### TRY IT
Print the data below exactly, but only the lines from the one containing "Where can the white road" down to the one containing "Where can the window", inclusive.

### Stored data entries
--- START ---

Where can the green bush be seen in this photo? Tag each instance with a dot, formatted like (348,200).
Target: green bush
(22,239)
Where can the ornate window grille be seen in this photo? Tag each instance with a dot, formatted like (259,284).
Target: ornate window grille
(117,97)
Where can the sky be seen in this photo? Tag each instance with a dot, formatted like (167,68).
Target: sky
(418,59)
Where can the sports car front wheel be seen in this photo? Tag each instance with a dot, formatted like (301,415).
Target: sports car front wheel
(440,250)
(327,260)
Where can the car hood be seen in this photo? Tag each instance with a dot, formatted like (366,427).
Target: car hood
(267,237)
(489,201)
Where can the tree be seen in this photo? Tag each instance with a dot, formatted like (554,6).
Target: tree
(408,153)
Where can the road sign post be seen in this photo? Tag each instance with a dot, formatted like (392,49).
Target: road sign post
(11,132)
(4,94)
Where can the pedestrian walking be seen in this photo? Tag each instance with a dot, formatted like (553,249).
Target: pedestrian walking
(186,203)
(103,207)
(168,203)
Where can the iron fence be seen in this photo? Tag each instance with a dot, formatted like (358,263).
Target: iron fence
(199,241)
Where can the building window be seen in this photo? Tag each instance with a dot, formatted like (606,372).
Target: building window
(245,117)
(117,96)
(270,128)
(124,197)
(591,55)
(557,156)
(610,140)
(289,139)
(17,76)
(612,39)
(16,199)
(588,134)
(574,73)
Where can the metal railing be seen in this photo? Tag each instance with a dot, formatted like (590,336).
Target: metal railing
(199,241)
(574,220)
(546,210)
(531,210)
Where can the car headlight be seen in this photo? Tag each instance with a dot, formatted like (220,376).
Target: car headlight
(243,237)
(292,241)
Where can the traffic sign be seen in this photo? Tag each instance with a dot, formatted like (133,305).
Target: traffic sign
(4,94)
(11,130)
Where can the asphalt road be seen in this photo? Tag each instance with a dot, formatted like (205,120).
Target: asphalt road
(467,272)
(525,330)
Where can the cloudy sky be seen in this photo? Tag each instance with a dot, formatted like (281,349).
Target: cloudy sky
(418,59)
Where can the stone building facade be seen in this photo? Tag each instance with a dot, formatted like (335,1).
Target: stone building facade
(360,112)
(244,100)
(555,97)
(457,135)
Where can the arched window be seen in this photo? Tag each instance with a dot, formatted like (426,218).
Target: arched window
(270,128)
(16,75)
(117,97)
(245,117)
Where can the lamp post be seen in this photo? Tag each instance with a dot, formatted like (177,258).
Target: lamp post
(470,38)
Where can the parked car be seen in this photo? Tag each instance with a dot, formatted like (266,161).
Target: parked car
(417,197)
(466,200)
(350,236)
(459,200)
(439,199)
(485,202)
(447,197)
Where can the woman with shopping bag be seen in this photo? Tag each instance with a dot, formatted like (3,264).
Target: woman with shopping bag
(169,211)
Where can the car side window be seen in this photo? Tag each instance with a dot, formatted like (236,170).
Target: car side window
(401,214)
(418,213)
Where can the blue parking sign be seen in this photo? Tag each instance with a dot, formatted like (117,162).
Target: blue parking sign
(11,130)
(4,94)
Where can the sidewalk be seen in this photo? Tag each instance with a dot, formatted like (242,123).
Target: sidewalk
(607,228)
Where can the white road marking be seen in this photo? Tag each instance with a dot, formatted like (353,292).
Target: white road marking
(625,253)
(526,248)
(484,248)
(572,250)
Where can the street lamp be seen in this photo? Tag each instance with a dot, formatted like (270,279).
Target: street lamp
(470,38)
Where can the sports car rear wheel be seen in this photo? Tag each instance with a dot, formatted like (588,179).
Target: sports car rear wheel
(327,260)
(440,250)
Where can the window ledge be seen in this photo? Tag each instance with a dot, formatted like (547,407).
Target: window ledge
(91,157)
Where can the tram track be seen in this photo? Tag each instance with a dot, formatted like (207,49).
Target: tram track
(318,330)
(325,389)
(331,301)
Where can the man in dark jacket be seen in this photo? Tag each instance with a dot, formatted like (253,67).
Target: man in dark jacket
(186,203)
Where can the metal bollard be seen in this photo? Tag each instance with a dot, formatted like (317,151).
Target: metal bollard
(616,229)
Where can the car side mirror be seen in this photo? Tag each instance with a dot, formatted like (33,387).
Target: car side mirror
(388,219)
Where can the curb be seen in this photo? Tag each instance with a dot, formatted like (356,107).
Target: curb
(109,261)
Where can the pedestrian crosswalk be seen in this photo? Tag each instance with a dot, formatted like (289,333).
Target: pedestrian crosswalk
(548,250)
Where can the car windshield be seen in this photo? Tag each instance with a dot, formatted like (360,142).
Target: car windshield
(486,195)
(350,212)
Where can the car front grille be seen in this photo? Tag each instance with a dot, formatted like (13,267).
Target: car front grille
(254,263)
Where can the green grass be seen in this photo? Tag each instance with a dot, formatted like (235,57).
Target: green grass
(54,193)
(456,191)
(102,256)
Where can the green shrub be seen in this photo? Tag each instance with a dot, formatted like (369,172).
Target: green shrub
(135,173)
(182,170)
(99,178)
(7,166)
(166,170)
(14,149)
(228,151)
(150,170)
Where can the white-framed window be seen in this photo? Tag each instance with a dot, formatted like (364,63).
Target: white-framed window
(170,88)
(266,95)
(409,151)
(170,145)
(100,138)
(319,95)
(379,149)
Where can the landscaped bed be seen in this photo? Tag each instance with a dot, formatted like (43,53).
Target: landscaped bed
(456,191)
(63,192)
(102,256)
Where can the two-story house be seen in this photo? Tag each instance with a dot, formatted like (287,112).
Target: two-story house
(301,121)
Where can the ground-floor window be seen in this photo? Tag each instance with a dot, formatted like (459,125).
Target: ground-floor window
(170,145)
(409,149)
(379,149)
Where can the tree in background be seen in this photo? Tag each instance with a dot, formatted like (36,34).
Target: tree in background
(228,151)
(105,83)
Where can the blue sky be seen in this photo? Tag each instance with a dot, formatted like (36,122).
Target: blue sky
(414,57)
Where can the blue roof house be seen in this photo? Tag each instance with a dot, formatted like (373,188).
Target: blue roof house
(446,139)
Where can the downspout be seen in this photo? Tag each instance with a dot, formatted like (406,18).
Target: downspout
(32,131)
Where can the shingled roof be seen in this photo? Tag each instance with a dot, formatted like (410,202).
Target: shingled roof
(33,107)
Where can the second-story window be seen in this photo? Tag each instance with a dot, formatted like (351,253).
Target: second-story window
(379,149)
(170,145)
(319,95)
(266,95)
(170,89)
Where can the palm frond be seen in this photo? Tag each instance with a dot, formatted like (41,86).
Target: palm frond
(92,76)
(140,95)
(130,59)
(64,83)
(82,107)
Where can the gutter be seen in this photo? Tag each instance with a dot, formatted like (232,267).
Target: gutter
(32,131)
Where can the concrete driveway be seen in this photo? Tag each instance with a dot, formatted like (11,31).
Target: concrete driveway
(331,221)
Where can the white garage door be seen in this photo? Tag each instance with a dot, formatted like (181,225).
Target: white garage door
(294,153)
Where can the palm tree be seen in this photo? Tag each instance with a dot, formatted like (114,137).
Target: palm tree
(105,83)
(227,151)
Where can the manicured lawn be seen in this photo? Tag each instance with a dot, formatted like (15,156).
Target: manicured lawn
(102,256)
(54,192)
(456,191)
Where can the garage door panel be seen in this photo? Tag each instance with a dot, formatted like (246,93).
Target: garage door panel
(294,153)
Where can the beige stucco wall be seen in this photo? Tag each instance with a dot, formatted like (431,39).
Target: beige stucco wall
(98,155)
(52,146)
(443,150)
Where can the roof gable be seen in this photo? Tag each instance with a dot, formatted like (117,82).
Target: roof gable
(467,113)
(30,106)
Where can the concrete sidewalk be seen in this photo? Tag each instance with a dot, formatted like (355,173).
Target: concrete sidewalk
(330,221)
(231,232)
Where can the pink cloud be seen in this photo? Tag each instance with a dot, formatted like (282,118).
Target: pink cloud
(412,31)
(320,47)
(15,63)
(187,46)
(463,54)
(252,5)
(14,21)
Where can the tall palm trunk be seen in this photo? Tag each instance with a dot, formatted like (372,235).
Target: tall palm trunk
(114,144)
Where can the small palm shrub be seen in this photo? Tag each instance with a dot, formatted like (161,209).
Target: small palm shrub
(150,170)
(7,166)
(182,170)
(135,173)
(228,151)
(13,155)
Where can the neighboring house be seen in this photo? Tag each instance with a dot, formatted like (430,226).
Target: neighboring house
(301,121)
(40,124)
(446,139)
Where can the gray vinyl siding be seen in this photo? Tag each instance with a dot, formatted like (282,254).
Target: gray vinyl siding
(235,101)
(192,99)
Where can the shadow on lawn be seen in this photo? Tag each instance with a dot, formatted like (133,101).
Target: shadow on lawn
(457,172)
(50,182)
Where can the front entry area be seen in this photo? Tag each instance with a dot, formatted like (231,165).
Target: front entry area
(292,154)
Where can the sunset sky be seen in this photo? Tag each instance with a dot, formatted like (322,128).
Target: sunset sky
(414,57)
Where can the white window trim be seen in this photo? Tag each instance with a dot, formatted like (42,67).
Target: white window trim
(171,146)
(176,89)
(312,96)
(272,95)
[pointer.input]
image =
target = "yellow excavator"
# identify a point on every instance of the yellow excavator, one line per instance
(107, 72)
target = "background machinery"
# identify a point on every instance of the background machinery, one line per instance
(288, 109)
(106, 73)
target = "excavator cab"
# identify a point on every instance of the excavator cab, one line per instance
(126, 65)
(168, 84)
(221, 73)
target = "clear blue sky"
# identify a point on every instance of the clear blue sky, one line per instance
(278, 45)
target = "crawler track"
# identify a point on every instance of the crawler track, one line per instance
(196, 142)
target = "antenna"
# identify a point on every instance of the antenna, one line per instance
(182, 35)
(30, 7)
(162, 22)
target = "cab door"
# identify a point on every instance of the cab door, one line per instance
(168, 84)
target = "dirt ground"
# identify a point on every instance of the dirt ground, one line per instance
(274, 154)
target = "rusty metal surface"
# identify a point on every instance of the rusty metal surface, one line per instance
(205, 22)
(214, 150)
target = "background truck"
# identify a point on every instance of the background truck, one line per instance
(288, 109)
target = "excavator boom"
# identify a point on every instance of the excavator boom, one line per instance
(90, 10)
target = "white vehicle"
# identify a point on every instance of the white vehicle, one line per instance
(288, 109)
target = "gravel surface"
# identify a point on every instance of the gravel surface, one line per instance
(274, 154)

--- END ---

### REPLY
Where can the white road marking be seen in this photo? Tag each instance with a dot, formatted like (353,292).
Target: white road marking
(625,253)
(526,248)
(484,248)
(572,250)
Where can the street lamp be seen in this photo? Tag each instance with a dot, formatted like (270,279).
Target: street lamp
(470,38)
Where can the sports car rear wheel be seen in this photo? Tag each instance with a dot, formatted like (588,179).
Target: sports car rear wheel
(327,260)
(440,250)
Where can the window ledge be seen in this photo? Tag each instance with a dot, formatted like (547,407).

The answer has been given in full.